2. A recorrente apresentou alegações onde conclui o seguinte:
«I - Quanto à matéria em discussão:
1ª No dia 31 de Outubro de 2007, o veículo ..-..-.., embateu num cão; houve
danos materiais, sendo demandada a concessionária A..
2ª Verificou-se que a auto-estrada estava devidamente vedada e que a A. fizera
as patrulhas regulamentares, nada tendo detectado de anormal.
3ª A 1.ª Instância entendeu que a A., enquanto Ré, não ilidira uma presunção de
culpa que, sobre ela, empenderia, condenando-a;
4ª Fazendo aplicação da Lei n.° 24/2007, de 18 de Julho, entretanto publicada,
entendeu o Tribunal a quo que a discussão sobre a responsabilidade da A. perdera
o interesse, condenando-a.
II— Quanto à Lei n°24/2007, de 18 de Julho:
5ª A A. é uma sociedade concessionária da construção, manutenção e exploração de
auto-estradas, caindo nos deveres previstos nas bases anexas ao Decreto-Lei n.°
247-C/2008, de 30 de Dezembro.
6ª Na sequência de obras de alargamento na A1 (auto — estrada do Norte), a
Assembleia da República aprovou a Resolução n.° 14/2004, de 31 de Janeiro (DR I
Série-A, N.° 137, DE 31-Jan.-2004, p. 550), na qual pede ao Governo a alteração
das bases da concessão, de modo a suspender as portagens nas vias em obras e a
melhor informar os utentes da sua ocorrência.
----
INSTRUÇÕES A SEGUIR
Repita na íntegra o excerto das alegações da recorrente, sem alterar uma única palavra ou sinal.

DADOS
----
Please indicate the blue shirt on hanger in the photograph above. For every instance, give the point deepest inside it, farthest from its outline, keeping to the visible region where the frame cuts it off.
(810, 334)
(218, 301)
----
RESPOSTA RESOLVIDA
2. A recorrente apresentou alegações onde conclui o seguinte:
«I - Quanto à matéria em discussão:
1ª No dia 31 de Outubro de 2007, o veículo ..-..-.., embateu num cão; houve
danos materiais, sendo demandada a concessionária A..
2ª Verificou-se que a auto-estrada estava devidamente vedada e que a A. fizera
as patrulhas regulamentares, nada tendo detectado de anormal.
3ª A 1.ª Instância entendeu que a A., enquanto Ré, não ilidira uma presunção de
culpa que, sobre ela, empenderia, condenando-a;
4ª Fazendo aplicação da Lei n.° 24/2007, de 18 de Julho, entretanto publicada,
entendeu o Tribunal a quo que a discussão sobre a responsabilidade da A. perdera
o interesse, condenando-a.
II— Quanto à Lei n°24/2007, de 18 de Julho:
5ª A A. é uma sociedade concessionária da construção, manutenção e exploração de
auto-estradas, caindo nos deveres previstos nas bases anexas ao Decreto-Lei n.°
247-C/2008, de 30 de Dezembro.
6ª Na sequência de obras de alargamento na A1 (auto — estrada do Norte), a
Assembleia da República aprovou a Resolução n.° 14/2004, de 31 de Janeiro (DR I
Série-A, N.° 137, DE 31-Jan.-2004, p. 550), na qual pede ao Governo a alteração
das bases da concessão, de modo a suspender as portagens nas vias em obras e a
melhor informar os utentes da sua ocorrência.